» Exercise tasks:
a) Duplicate part of the peptide mapping passage verbatim, beginning at the words that have "Precision in peptide" and stopping after "system suitability criteria.".
b) For each statement below, answer yes or no according to the peptide mapping passage, and quote the words of the passage that decide it. (i) Repeatability is measured with six replicate injections of a single pooled digest of the reference standard. (ii) Repeatability is the more important parameter to evaluate during validation. (iii) Intra-test precision is the reproducibility of the digestion and the chromatographic separation.

» Excerpted text:
___

Precision in peptide mapping is measured on two levels; repeatability and reproducibility from both intra and inter-testing runs. Repeatability is measured by running six replicate injections of a single pooled digest of the reference standard.  When repeatability is performed in this manner, all variability from the sample and reagents are eliminated, and the true instrument or system component of precision can be measured and used to help set system suitability criteria.

Intra and inter measurements are the more important parameters to be evaluated during validation, however. Intra-test precision is the reproducibility of the fragmentation (digestion) and the chromatographic separation.  Acceptable precision is obtained when the peak retention times and areas are constant from chromatograms obtained from consecutive tests of a series of separately prepared digests of the test protein.  The average standard deviation of the retention times and areas should not exceed a pre-determined specified acceptance criterion.

___

» The data:
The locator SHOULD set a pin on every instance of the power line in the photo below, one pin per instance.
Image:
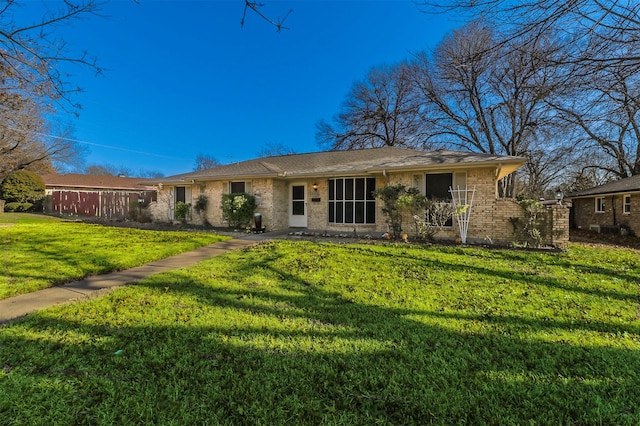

___

» Response list:
a)
Precision in peptide mapping is measured on two levels; repeatability and reproducibility from both intra and inter-testing runs. Repeatability is measured by running six replicate injections of a single pooled digest of the reference standard.  When repeatability is performed in this manner, all variability from the sample and reagents are eliminated, and the true instrument or system component of precision can be measured and used to help set system suitability criteria.

b)
(i) Yes: "Repeatability is measured by running six replicate injections of a single pooled digest of the reference standard."
(ii) No: "Intra and inter measurements are the more important parameters to be evaluated during validation, however."
(iii) Yes: "Intra-test precision is the reproducibility of the fragmentation (digestion) and the chromatographic separation."